-- PASSAGE start --

But now that they had freedom, what were they supposed to do with it?
This new freedom was put to use first and most radically by Russia’s soldiers, who by 1917 had been sitting in trenches feeding lice for three years. By March they had begun to form soldier’s committees, and by May these committees were wielding tremendous power over the army.
General Alexei Brusilov, acclaimed for his successful 1915 offensive, rejoiced at the revolution. In May, the Provisional Government even named him Commander-in-Chief. But not for long. Brusilov quickly saw that the army had become utterly unmanageable. If the men forced into service under the tsar refused to fight, maybe they could be inspired by volunteers full of enthusiasm for Russia’s new, post-revolutionary state?

-- PASSAGE end --

REQUIREMENTS:
(a) In the passage on Russia's army in 1917, whom did the Provisional Government name Commander-in-Chief in May?
(b) Sum up the passage on Russia's army in 1917 in two sentences.
(c) Please resume the passage on Russia's army in 1917, picking up after its final sentence.

-- DATA SUPPLIED start --

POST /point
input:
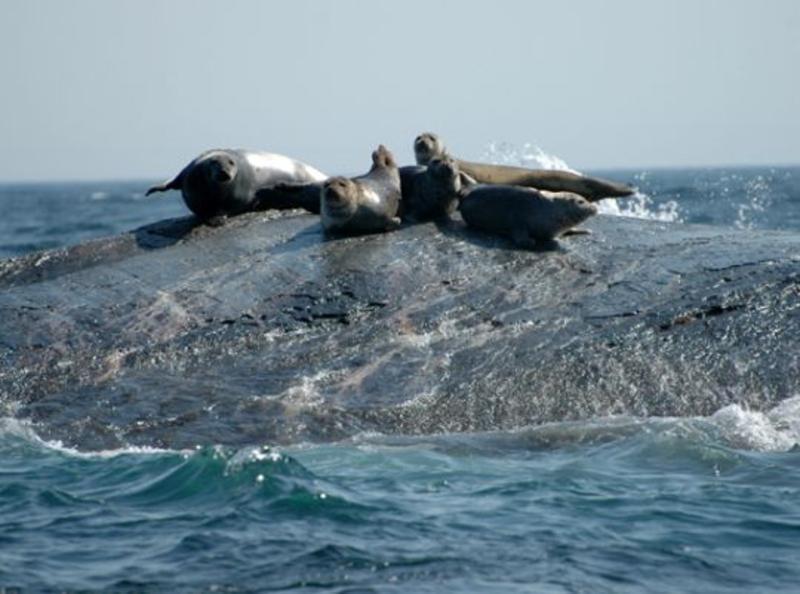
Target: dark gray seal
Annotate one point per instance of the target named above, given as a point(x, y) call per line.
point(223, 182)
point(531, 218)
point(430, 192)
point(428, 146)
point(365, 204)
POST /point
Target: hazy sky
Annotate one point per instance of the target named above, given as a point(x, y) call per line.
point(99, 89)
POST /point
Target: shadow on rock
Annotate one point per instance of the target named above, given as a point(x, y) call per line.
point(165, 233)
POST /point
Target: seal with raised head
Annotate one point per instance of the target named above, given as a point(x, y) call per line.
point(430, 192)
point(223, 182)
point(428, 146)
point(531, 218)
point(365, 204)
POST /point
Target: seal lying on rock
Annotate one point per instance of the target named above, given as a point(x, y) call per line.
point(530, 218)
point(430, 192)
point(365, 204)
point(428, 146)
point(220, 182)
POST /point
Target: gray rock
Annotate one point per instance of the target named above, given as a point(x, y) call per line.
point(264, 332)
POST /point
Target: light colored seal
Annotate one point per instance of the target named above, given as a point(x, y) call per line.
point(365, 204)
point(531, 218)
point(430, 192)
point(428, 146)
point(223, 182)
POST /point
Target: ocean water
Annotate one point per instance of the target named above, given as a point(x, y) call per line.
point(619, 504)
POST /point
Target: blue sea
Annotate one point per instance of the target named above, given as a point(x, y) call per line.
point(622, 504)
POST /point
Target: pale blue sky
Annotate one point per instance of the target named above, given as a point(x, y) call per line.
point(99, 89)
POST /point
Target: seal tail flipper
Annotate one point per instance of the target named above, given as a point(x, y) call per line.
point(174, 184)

-- DATA SUPPLIED end --

ANSWERS PROVIDED:
(a) General Alexei Brusilov.

(b) Russia's soldiers, after three years in the trenches, were the first to use their new freedom, forming committees by March that held tremendous power over the army by May. General Alexei Brusilov, named Commander-in-Chief in May, soon found the army unmanageable and wondered whether volunteers enthusiastic about the new state might succeed where conscripts refused to fight.

(c)
On May 22 he issued an order:
To stir a revolutionary spirit of attack in the army, we must form special revolutionary strike battalions made up of volunteer recruits from central Russia, so as to instill faith in the army that the entire Russian people is behind them in the cause of a swift peace, and in the brotherhood of peoples, and so that when the revolutionary battalions placed in the most important combat sectors attack, their rush forward will draw the hesitant along with them.
The revolutionaries, however, preferred holding rallies away from the front lines and had little desire to “draw the hesitant” into a fighting spirit. The offensive that Brusilov launched in June immediately fell apart, mostly because the soldiers literally had to be cajoled into attacking.